#### WORK TO BE COMPLETED:
Please set the lines down again exactly, from the top of the entries through the line that contains "the window curtain".
**** INFORMATION SUPPLIED
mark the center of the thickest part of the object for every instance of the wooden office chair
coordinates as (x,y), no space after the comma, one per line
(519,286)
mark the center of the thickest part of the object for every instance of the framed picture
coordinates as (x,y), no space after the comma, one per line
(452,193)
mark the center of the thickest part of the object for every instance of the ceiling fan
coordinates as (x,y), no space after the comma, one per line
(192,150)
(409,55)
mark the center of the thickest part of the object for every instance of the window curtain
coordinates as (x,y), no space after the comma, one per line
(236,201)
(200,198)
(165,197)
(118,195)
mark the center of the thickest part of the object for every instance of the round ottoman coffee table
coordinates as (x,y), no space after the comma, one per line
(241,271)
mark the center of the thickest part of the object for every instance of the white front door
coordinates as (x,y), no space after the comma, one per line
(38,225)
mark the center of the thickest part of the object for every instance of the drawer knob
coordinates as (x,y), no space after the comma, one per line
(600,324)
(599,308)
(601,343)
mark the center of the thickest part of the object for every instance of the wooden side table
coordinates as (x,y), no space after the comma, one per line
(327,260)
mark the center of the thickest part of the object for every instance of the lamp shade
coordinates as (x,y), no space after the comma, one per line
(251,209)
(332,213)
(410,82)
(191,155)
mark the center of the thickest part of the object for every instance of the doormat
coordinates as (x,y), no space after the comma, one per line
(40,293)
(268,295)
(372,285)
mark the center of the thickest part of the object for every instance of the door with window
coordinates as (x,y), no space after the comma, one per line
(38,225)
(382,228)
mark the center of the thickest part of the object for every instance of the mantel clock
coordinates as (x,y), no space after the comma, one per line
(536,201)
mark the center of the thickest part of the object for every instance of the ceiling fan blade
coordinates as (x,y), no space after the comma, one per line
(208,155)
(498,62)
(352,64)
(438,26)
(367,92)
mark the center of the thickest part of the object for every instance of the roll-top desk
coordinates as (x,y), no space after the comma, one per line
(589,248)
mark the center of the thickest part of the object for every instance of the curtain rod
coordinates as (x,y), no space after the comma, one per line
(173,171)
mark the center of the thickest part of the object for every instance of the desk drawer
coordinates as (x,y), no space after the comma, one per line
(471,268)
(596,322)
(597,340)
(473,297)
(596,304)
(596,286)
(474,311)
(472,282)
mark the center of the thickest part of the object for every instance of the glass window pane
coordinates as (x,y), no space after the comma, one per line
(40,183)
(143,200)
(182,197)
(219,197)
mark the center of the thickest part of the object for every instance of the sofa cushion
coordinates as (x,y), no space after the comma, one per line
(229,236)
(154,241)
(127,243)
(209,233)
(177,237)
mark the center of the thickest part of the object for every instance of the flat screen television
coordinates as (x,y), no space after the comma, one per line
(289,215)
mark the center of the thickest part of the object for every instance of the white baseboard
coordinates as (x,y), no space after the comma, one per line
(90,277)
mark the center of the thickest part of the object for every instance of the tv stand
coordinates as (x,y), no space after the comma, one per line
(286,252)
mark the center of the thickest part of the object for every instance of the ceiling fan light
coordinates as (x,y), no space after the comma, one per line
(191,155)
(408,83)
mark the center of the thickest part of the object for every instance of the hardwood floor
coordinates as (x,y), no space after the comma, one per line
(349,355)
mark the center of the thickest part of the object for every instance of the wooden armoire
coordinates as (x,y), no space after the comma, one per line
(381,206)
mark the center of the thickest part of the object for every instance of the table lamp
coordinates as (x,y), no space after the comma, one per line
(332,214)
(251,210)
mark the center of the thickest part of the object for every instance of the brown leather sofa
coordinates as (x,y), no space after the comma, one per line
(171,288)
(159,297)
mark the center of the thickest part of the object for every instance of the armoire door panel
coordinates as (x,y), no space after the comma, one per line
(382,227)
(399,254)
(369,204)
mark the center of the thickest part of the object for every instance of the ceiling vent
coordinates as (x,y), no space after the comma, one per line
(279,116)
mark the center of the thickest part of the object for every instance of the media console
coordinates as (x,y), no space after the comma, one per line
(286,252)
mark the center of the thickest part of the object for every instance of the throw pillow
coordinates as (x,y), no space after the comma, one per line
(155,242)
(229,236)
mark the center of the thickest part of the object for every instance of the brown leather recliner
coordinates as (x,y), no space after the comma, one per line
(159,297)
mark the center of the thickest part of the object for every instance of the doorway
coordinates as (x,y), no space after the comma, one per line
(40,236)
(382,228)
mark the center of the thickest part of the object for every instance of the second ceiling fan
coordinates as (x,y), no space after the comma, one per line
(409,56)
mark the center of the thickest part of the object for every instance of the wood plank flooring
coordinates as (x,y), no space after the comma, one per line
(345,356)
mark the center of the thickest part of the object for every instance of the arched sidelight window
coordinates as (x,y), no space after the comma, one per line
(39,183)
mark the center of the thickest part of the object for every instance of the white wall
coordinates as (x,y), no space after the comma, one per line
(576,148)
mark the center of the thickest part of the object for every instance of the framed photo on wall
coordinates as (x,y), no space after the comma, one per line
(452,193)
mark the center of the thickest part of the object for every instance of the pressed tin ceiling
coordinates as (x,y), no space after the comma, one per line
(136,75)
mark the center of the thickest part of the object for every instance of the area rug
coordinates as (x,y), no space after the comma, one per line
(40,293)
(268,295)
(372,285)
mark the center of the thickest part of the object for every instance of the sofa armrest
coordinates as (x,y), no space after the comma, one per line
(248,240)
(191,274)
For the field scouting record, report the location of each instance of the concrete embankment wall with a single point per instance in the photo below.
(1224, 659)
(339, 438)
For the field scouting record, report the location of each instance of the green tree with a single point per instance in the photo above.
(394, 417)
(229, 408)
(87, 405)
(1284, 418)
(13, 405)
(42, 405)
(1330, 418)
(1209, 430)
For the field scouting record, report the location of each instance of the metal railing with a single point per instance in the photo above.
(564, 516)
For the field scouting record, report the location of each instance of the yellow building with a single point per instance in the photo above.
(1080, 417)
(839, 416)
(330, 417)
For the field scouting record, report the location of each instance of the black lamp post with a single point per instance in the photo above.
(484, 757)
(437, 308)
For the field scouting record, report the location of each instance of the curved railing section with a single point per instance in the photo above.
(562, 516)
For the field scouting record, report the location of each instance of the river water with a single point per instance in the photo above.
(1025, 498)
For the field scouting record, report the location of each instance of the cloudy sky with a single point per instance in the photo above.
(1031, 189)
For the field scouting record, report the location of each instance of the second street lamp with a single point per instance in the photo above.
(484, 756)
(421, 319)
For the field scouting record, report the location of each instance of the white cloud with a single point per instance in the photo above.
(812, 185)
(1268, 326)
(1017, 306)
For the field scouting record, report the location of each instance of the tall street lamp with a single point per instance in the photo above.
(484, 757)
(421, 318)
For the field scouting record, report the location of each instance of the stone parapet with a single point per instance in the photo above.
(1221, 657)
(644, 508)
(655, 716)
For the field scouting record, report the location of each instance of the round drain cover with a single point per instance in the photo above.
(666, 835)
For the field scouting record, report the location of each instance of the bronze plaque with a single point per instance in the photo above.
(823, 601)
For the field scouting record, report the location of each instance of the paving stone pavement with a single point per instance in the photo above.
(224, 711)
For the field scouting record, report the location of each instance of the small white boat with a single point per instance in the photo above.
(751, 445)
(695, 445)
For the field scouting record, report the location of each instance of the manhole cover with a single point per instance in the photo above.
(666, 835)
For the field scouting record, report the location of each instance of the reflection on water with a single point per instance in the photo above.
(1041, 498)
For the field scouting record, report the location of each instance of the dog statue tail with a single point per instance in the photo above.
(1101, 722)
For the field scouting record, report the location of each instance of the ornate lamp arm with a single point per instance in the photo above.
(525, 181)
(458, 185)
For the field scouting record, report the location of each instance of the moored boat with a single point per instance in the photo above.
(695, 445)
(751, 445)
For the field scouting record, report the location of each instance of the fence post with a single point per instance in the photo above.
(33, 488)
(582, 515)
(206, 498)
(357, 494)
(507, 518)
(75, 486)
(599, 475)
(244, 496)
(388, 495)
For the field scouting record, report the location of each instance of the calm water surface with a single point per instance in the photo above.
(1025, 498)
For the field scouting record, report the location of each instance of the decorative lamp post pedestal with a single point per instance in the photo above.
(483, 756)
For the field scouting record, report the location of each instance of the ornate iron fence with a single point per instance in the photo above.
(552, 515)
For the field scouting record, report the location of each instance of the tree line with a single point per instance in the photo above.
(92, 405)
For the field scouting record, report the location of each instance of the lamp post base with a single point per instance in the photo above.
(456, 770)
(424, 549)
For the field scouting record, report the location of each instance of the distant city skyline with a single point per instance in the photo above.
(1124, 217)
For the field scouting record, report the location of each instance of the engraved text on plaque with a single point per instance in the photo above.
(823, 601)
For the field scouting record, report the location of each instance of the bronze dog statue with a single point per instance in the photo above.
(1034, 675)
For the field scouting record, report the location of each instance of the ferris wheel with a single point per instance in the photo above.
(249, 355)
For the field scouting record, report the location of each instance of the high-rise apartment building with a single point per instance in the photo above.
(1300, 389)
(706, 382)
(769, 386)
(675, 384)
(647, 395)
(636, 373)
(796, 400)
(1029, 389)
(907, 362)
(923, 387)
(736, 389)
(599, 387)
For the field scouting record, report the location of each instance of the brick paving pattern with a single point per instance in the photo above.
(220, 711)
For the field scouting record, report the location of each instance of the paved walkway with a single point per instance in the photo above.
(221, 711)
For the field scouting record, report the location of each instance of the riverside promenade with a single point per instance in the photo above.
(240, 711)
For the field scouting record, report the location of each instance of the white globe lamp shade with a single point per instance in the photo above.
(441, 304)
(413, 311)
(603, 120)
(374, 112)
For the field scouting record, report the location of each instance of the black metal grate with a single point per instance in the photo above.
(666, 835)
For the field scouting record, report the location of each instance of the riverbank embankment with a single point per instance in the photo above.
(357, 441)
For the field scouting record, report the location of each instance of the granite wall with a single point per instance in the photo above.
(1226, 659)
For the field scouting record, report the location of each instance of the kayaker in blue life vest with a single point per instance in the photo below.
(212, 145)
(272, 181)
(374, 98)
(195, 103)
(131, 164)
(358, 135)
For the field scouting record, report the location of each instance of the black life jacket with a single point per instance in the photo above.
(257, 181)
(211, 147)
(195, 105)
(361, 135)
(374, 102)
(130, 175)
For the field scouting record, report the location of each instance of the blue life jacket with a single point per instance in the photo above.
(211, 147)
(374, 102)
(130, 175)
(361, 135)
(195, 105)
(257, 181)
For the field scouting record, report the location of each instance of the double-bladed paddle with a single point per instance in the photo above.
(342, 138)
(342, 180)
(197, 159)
********
#### TASK RESULT:
mark the center of the thickest part of the object for every instance of the wooden office chair
coordinates as (x,y), no space after the comma, one per line
(519,286)
mark the center of the thickest part of the object for every instance of the framed picture
coordinates as (x,y), no space after the comma, one per line
(452,193)
mark the center of the thickest part of the object for every instance of the ceiling fan
coordinates as (x,y), no space after the comma, one per line
(192,150)
(409,55)
mark the center of the thickest part of the object for every instance of the window curtain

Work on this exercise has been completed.